» **ASSIGNED TASK**
Reproduce each entry below in full, exactly as it was given.

---- INPUT MATERIAL

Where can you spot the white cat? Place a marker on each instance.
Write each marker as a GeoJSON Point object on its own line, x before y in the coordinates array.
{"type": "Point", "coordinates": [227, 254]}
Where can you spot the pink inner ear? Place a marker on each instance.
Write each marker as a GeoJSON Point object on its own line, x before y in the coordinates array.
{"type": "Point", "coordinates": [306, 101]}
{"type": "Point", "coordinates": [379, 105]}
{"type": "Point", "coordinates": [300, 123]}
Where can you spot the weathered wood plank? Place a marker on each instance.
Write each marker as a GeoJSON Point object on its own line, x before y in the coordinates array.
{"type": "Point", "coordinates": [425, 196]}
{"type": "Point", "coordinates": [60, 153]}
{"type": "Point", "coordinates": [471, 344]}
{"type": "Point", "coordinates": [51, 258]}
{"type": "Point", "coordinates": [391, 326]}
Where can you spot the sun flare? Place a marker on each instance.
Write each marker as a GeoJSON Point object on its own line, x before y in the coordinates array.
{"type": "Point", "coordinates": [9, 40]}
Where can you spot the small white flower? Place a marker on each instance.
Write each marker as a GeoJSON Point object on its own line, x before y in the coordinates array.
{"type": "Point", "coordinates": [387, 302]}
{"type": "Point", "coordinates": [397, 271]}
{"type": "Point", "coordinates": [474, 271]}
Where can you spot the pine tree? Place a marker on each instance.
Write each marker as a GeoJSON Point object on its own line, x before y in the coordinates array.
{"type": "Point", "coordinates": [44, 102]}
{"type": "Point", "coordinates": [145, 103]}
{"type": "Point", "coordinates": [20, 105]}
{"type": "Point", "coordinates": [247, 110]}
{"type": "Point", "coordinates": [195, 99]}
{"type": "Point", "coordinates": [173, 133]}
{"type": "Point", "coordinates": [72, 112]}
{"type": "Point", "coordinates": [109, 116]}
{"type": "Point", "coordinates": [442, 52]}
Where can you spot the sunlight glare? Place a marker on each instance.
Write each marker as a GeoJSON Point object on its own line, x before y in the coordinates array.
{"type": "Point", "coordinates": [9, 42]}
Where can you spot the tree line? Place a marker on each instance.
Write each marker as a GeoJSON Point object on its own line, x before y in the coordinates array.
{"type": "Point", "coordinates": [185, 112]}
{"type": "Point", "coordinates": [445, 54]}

--------

» **EXERCISE OUTPUT**
Where can you spot the white cat? Place a marker on each instance.
Write each marker as a GeoJSON Point object on its own line, x before y in the coordinates array.
{"type": "Point", "coordinates": [227, 254]}
Where can you spot the pink inner ear? Place a marker on each instance.
Write each marker as a GeoJSON Point object on its own line, x before y in the coordinates array.
{"type": "Point", "coordinates": [306, 101]}
{"type": "Point", "coordinates": [379, 105]}
{"type": "Point", "coordinates": [300, 123]}
Where can you spot the weathered wood plank? Place a marker on each instance.
Write each marker as a GeoJSON Point object on its own line, x before y in the coordinates array.
{"type": "Point", "coordinates": [425, 196]}
{"type": "Point", "coordinates": [60, 153]}
{"type": "Point", "coordinates": [471, 344]}
{"type": "Point", "coordinates": [51, 258]}
{"type": "Point", "coordinates": [391, 326]}
Where can you spot the sun flare? Place a marker on each instance.
Write each marker as a GeoJSON Point object on its own line, x before y in the coordinates array.
{"type": "Point", "coordinates": [9, 40]}
Where can you spot the small white flower? Place a marker on each instance.
Write each marker as a GeoJSON Point object on its own line, x before y in the coordinates array.
{"type": "Point", "coordinates": [387, 302]}
{"type": "Point", "coordinates": [397, 271]}
{"type": "Point", "coordinates": [474, 271]}
Where can you spot the pine tree? Place a marker on each instance.
Write each marker as a GeoJSON Point object on its own line, x before y in the coordinates array.
{"type": "Point", "coordinates": [44, 102]}
{"type": "Point", "coordinates": [145, 103]}
{"type": "Point", "coordinates": [20, 105]}
{"type": "Point", "coordinates": [247, 110]}
{"type": "Point", "coordinates": [195, 99]}
{"type": "Point", "coordinates": [173, 133]}
{"type": "Point", "coordinates": [72, 112]}
{"type": "Point", "coordinates": [109, 116]}
{"type": "Point", "coordinates": [442, 52]}
Where can you spot the sunlight glare? Place a marker on each instance.
Write each marker as a GeoJSON Point object on its own line, x before y in the coordinates array.
{"type": "Point", "coordinates": [9, 42]}
Where can you spot the tree line? Place a marker on each instance.
Write each marker as a GeoJSON Point object on its own line, x before y in the coordinates array.
{"type": "Point", "coordinates": [185, 112]}
{"type": "Point", "coordinates": [445, 54]}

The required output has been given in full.